CONSIGNE>
Recopiez à l'identique tout ce qui va du début des entrées jusqu'à la ligne contenant « [[355, 35, 566, 394]] », celle-ci comprise.

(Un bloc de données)
═══

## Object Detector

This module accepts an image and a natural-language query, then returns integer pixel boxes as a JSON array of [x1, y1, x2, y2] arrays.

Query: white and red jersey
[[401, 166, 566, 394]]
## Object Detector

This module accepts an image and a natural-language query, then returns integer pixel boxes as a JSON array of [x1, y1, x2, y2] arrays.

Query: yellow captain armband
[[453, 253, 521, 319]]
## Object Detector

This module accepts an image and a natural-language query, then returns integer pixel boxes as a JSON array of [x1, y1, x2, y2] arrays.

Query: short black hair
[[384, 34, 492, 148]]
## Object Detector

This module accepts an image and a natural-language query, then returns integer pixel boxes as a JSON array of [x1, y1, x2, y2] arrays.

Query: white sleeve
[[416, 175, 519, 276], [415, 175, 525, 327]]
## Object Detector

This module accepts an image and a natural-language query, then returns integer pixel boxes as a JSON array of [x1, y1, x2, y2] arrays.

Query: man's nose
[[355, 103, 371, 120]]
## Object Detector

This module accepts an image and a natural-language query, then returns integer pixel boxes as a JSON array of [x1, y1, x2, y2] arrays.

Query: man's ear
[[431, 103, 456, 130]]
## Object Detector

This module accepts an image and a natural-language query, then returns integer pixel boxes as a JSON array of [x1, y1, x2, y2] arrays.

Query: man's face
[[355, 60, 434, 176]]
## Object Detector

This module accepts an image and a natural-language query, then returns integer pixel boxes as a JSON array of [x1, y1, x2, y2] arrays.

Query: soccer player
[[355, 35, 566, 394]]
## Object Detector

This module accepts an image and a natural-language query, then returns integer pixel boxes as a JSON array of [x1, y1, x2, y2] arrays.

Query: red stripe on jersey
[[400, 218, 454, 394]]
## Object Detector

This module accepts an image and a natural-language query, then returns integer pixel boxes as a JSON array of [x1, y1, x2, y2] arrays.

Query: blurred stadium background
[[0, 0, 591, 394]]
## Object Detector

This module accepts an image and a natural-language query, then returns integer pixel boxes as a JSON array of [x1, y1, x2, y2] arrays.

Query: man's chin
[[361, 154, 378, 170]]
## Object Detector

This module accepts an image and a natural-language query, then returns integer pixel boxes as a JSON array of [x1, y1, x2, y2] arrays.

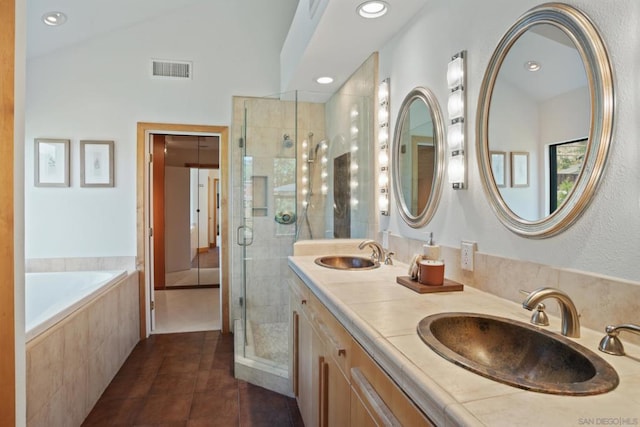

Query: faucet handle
[[531, 303, 549, 326], [520, 289, 549, 326]]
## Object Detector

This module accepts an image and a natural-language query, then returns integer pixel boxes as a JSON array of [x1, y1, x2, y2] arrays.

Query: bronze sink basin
[[315, 255, 380, 270], [418, 313, 619, 396]]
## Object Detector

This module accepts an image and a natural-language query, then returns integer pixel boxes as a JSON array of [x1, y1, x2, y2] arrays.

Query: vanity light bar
[[447, 51, 466, 190], [378, 78, 390, 216]]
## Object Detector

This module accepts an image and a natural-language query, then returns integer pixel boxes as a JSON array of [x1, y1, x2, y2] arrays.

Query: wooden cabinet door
[[350, 389, 378, 427], [320, 357, 354, 427], [297, 306, 323, 427]]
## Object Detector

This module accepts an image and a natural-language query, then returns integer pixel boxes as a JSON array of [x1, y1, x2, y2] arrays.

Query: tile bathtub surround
[[26, 273, 139, 426], [25, 256, 136, 273], [389, 235, 640, 344]]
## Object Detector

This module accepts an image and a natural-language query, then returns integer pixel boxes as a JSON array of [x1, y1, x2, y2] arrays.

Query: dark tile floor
[[83, 331, 303, 427]]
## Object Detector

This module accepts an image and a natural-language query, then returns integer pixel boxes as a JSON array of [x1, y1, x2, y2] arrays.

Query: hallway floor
[[83, 331, 303, 427]]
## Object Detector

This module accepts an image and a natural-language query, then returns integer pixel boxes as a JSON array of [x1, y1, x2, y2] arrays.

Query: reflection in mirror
[[392, 88, 444, 227], [489, 24, 591, 221], [476, 3, 613, 238]]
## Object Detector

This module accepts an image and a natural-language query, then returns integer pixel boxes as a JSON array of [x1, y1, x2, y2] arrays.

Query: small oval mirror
[[477, 3, 613, 238], [392, 87, 445, 228]]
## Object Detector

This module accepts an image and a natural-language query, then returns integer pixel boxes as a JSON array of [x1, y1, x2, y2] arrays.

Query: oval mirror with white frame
[[392, 87, 445, 228], [476, 3, 614, 238]]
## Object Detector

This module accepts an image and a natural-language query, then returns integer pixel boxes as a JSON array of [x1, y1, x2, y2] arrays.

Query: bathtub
[[25, 270, 140, 426], [25, 270, 127, 342]]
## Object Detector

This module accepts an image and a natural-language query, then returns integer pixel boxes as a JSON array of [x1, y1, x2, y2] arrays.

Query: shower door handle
[[236, 225, 253, 246]]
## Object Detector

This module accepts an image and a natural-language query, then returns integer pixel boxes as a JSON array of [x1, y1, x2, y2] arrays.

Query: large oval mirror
[[477, 3, 614, 238], [392, 87, 445, 228]]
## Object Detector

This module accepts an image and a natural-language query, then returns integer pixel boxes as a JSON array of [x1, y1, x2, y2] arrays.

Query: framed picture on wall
[[33, 138, 69, 187], [511, 151, 529, 187], [490, 151, 507, 187], [80, 141, 114, 187]]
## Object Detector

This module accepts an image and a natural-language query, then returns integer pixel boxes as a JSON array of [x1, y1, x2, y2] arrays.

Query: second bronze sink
[[315, 255, 380, 270], [418, 313, 619, 395]]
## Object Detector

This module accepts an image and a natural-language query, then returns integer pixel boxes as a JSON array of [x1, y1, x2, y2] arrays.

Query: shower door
[[234, 98, 296, 375]]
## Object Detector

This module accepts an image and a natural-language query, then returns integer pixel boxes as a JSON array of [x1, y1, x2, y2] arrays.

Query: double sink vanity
[[289, 240, 640, 426], [289, 3, 640, 426]]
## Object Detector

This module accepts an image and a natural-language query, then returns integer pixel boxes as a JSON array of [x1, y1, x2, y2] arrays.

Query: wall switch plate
[[460, 240, 476, 271]]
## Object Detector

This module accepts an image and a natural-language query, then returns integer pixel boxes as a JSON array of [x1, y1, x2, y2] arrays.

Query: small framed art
[[80, 141, 114, 187], [511, 151, 529, 187], [491, 151, 507, 187], [34, 138, 69, 187]]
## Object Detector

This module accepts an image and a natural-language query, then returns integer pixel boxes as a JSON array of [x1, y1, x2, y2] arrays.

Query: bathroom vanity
[[289, 245, 640, 426]]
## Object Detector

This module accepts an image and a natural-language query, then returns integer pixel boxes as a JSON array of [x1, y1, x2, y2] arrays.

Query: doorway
[[138, 123, 229, 337], [150, 133, 220, 291]]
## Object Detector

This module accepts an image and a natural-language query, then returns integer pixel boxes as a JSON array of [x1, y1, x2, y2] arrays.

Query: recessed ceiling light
[[524, 61, 542, 72], [42, 12, 67, 27], [356, 0, 389, 18], [316, 76, 333, 85]]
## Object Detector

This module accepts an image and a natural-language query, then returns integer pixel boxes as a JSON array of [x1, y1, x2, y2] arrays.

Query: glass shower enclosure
[[231, 81, 375, 394]]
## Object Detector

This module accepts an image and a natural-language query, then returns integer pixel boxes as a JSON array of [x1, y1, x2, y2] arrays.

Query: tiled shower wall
[[322, 53, 378, 239], [25, 256, 136, 273], [389, 235, 640, 350], [26, 272, 140, 426]]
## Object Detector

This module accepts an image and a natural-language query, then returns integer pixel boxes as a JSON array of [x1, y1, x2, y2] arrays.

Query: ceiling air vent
[[151, 59, 193, 80]]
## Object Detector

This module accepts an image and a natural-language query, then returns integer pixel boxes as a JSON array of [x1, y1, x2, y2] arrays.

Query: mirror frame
[[392, 87, 445, 228], [476, 3, 615, 238]]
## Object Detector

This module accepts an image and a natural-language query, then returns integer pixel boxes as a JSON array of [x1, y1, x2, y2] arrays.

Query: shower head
[[309, 140, 325, 162]]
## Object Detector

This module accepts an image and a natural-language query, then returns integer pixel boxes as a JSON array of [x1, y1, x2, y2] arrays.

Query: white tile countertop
[[289, 254, 640, 426]]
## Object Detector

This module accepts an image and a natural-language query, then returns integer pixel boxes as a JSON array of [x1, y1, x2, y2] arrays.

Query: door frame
[[0, 1, 15, 426], [136, 122, 230, 338]]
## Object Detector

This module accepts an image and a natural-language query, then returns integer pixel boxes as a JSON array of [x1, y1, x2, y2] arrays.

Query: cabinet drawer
[[351, 342, 434, 426], [309, 295, 353, 378]]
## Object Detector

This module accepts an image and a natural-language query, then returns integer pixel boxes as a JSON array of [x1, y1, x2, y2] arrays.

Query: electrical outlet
[[460, 240, 476, 271]]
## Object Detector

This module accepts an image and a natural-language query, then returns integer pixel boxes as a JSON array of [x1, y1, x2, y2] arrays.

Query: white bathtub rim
[[25, 270, 130, 344]]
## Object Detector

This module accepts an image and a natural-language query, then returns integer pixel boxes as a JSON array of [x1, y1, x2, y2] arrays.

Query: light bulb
[[378, 80, 389, 104], [447, 88, 464, 120], [378, 150, 389, 167], [378, 172, 389, 188], [378, 194, 389, 211], [378, 126, 389, 145], [378, 107, 389, 124], [448, 156, 464, 184]]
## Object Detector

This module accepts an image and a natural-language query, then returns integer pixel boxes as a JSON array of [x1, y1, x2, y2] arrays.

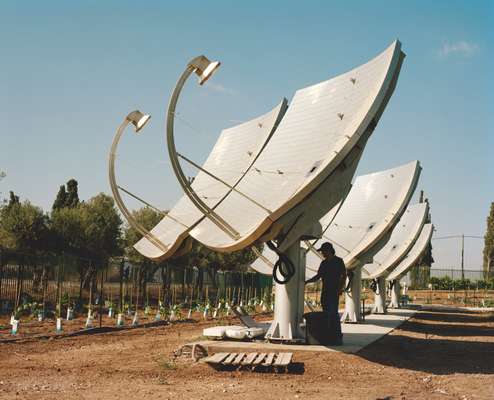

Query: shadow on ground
[[357, 312, 494, 375]]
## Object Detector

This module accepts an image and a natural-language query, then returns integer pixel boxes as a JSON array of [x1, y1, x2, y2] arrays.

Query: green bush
[[429, 276, 494, 290]]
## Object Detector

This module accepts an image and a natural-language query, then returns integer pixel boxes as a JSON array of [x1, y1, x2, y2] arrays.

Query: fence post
[[99, 268, 103, 328], [0, 250, 3, 314]]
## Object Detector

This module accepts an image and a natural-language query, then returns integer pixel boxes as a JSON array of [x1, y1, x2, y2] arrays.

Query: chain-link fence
[[0, 251, 272, 313]]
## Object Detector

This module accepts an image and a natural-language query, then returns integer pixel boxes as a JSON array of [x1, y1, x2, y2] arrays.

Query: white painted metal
[[386, 224, 434, 281], [135, 41, 404, 259], [266, 242, 305, 341], [252, 161, 421, 322], [372, 276, 386, 314], [134, 100, 287, 259], [362, 203, 429, 279], [252, 161, 421, 278], [307, 161, 421, 269], [190, 41, 403, 251]]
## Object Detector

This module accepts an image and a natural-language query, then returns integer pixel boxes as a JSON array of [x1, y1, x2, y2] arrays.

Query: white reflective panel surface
[[307, 161, 420, 270], [386, 224, 434, 280], [190, 42, 401, 251], [362, 203, 429, 278], [252, 161, 420, 278], [134, 101, 286, 259]]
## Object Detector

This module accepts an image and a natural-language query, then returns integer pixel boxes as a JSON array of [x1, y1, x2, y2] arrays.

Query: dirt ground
[[0, 312, 494, 400]]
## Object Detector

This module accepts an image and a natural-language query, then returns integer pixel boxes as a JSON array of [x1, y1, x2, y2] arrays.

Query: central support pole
[[341, 267, 362, 324], [389, 279, 401, 308], [372, 277, 386, 314], [266, 240, 305, 341]]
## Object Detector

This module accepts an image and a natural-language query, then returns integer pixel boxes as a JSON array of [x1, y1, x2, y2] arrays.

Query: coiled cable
[[266, 241, 295, 285]]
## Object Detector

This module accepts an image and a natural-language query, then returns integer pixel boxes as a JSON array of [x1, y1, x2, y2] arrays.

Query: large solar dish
[[136, 41, 404, 258], [134, 100, 287, 259], [386, 224, 434, 281], [362, 203, 429, 279]]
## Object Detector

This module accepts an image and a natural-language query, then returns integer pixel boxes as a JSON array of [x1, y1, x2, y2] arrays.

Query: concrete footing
[[389, 280, 401, 308], [372, 277, 386, 314]]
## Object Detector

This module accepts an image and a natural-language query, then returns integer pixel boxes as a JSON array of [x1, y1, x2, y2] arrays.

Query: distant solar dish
[[362, 203, 429, 279], [252, 161, 421, 277], [362, 203, 429, 314], [386, 224, 434, 281], [136, 41, 404, 258]]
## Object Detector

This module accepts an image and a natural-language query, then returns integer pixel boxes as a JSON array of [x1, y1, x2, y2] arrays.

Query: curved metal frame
[[108, 110, 168, 251], [166, 56, 240, 239]]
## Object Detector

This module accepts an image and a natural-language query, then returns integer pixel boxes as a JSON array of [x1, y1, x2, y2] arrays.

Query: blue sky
[[0, 0, 494, 269]]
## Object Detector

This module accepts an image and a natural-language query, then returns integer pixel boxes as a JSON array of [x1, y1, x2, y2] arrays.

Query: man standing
[[305, 242, 346, 344]]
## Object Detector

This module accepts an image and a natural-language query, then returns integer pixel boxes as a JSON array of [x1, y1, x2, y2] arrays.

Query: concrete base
[[341, 267, 362, 323], [266, 241, 305, 341], [197, 309, 417, 353], [389, 280, 401, 308], [372, 277, 386, 314]]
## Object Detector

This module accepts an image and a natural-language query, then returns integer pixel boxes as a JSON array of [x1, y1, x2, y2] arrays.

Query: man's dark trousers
[[321, 293, 343, 340]]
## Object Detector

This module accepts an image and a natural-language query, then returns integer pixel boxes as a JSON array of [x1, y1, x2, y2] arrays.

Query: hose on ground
[[266, 241, 295, 285]]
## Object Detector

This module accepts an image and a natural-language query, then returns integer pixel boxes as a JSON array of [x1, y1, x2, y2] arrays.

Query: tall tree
[[52, 185, 67, 211], [0, 192, 49, 252], [52, 179, 79, 210], [65, 179, 79, 208], [484, 202, 494, 277]]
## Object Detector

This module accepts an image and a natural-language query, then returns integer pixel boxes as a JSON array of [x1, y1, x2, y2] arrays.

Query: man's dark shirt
[[311, 256, 346, 297]]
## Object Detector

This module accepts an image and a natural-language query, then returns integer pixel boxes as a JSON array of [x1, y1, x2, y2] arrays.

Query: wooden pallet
[[202, 353, 293, 372]]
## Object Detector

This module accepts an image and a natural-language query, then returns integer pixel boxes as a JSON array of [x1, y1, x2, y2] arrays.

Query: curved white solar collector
[[386, 224, 434, 281], [190, 41, 403, 251], [307, 161, 421, 270], [252, 161, 421, 278], [135, 41, 404, 259], [134, 100, 287, 259], [362, 203, 429, 279]]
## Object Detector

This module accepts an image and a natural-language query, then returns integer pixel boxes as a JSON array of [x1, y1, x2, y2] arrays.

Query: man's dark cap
[[317, 242, 335, 253]]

═══

RÉSULTAT>
## Object Detector

This module accepts an image and a natural-language query, then returns integer pixel boxes as a JSON array of [x1, y1, x2, y2] arrays.

Query: white and red jersey
[[401, 166, 566, 394]]
## Object Detector

This module accepts an image and a natural-language query, then returns integer pixel boxes as a JSON array of [x1, y1, x2, y2] arrays.

Query: yellow captain armband
[[453, 253, 521, 319]]
## Object Detector

This module accepts an image and a natural-language query, then returns integer pixel boxes as a JSON array of [x1, y1, x2, y2] arrays.

Query: short black hair
[[384, 34, 492, 148]]
## Object Detector

This module accepts an image and a natural-language query, then returns integer pixel boxes as a JSON array of [x1, y1, x2, y2] arrays.

Query: white sleeve
[[416, 175, 519, 276], [415, 175, 525, 327]]
## Object Detector

This module accepts an image and a natural-language query, then returns integer pixel boxes as a JSON array of [x1, y1, x2, y2] arrays.

Query: man's nose
[[355, 103, 371, 120]]
## Object Detector

This module accepts an image and a natural-language query, then returns integer pixel boxes as a JSON array of [x1, y1, x2, y2] arrays.

Query: man's ear
[[431, 103, 456, 130]]
## Object Detector

This module accepts an image and a natural-language query, then returns integer pixel boxes as a JSON array of [x1, y1, x2, y2] arrays.

Query: man's face
[[355, 60, 434, 176]]
## Object Detector

This module accepts an image and a natural-language query, then returns integer pixel boxes as a JSON array of [x1, y1, x2, y2] arrays.

Query: soccer player
[[355, 35, 566, 394]]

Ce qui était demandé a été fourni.